SELECTION:
-- Begin --
Those stupid tears are ready at a moments notice which drives me absolutely crazy!!!  I hate crying and being sad so much.  I know that it will all come to a head when we start to head back home and I am NOT looking forward to that at all.  
Learning how to soap has come at a perfect time in my life...I am very grateful that I somehow fell in to it.


----------



## Dragonfly Soaps (Aug 22, 2019)

Mooicle said:


> Ok this has nothing to do with soaping...or maybe it does.  I don't know.  But we are taking our 3rd and last child to college next Thursday.  I have been going back and forth between crying my eyes out and excited about concentrating on soaping.  I have been a stay at home mom for 23 years...and now it is over (eyes tearing up as I type this...I HATE crying).  Guys...how can I deal with this?  I am a mess inside and it is annoying the heck out of me.  I do NOT want to be sad.  I am so excited for all the kids but this has been what's defined me for so long that I don't know exactly how to handle this massive change.  Talk about massive mixed emotions!
> 
> Don't get me wrong...I am not having such extreme emotions that I can't handle it...it's just that this new normal feels so....I don't even know HOW it feels.
> 
> ...


I was the same way when my youngest went off to college 6 years ago. Empty nesting is very real! I cried a lot too. My husband helped by getting me gardening and chickens. This was before i found sewing and soaping. But the key is to stay busy. You may still have some sadness, but over time it will be less and less. Hang in there! We empty nesters can get through this together


----------



## Mooicle (Aug 22, 2019)

Dragonfly Soaps said:


> I was the same way when my youngest went off to college 6 years ago. Empty nesting is very real! I cried a lot too. My husband helped by getting me gardening and chickens. This was before i found sewing and soaping. But the key is to stay busy. You may still have some sadness, but over time it will be less and less. Hang in there! We empty nesters can get through this together


Thank you Dragonfly...this transition stage I think will be the worst...but it also seems like the stage that lasts FOREVER!  I have been frantically ordering last minute things from amazon and it seems so weird that I am ordering all this stuff.  Then I start thinking about things and BOOM the tears want to come.  So then I go look at my soap and go into my happy place.  I don't want to have a crying headache again...those things last a long time.


----------



## Cellador (Aug 22, 2019)

I am far from being an empty-nester (I am a stay at home mom to a 7 & 4 year old), but I can only imagine how strange it must be for you to no longer have the kids in the house. It makes me weepy just thinking of it...
But, like Marilyn said, as parents, we hope that our kids will be capable of caring for themselves one day. Your job isn't done either. They will still need you for many, many things ...
So, make your soap and enjoy the quiet. Have some fun with your "me" time.


----------



## Mooicle (Aug 22, 2019)

Cellador said:


> I am far from being an empty-nester (I am a stay at home mom to a 7 & 4 year old), but I can only imagine how strange it must be for you to no longer have the kids in the house. It makes me weepy just thinking of it...
-- End --
SET EXERCISE A: Show each line of the records that contains the string "entrance".
The forum thread and the records have no connection to each other.

DATASET RECORDS:
-- Begin --
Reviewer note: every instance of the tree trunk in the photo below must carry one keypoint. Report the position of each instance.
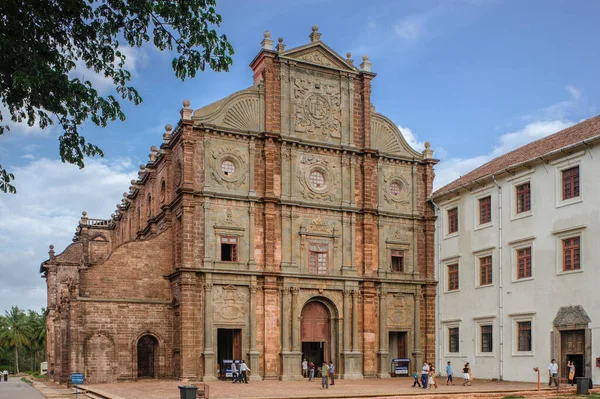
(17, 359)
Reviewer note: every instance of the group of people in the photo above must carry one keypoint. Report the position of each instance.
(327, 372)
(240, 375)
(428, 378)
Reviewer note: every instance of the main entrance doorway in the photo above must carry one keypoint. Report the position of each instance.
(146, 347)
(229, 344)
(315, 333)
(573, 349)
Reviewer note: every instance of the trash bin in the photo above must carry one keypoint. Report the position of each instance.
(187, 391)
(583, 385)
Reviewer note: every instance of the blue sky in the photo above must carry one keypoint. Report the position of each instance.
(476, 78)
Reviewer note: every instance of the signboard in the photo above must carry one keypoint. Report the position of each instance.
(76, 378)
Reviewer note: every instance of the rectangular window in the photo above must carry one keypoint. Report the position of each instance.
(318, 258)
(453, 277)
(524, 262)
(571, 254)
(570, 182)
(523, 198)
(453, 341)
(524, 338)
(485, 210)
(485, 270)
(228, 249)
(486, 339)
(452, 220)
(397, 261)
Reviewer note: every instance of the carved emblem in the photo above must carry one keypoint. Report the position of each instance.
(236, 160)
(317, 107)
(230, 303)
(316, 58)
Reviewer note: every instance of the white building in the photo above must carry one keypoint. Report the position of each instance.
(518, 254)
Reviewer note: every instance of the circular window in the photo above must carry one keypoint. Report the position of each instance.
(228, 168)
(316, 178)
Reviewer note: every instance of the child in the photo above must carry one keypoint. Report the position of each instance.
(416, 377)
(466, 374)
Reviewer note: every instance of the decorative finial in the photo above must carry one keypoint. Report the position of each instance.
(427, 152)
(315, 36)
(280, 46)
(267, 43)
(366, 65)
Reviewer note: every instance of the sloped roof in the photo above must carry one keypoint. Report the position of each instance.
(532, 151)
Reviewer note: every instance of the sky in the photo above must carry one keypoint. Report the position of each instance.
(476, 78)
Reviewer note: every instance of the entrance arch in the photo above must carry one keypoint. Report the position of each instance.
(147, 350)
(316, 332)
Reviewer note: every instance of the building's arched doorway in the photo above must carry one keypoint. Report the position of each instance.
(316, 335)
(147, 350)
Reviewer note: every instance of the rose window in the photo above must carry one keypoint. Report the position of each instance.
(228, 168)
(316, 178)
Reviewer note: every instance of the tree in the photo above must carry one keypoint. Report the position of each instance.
-- End --
-- Begin --
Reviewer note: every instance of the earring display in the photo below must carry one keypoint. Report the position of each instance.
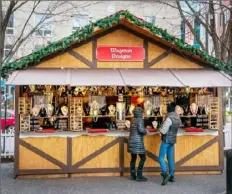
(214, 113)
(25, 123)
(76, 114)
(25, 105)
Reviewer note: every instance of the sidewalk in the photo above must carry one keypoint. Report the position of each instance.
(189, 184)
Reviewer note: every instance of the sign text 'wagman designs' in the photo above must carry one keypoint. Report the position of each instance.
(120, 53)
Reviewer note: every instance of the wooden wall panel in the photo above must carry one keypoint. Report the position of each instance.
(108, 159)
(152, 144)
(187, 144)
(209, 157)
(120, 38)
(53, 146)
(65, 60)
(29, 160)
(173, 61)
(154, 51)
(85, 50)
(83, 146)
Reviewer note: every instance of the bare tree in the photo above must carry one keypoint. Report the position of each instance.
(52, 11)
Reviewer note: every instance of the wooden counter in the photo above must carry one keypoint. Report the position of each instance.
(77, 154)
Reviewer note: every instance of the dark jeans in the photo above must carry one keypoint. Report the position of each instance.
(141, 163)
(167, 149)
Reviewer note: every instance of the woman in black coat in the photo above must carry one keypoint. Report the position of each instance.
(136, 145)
-- End --
-- Begin --
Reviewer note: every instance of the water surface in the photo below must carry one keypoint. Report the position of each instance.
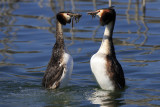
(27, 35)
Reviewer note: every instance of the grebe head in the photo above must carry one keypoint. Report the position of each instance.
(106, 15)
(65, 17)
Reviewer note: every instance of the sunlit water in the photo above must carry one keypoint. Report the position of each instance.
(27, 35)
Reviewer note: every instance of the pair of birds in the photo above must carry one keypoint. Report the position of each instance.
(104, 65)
-- End --
SET EXERCISE B: Name every distinct username that appears as a post header in the forum thread.

PROBLEM SOLUTION A:
Reviewer note: every instance of the main entrance doorway in the photo above must carry one keypoint. Report the position of each instance.
Reviewer note: every instance of the entrance arch in the photo above must carry one keypoint. Report the position of each instance.

PROBLEM SOLUTION B: Dragonfly Soaps, Mooicle, Cellador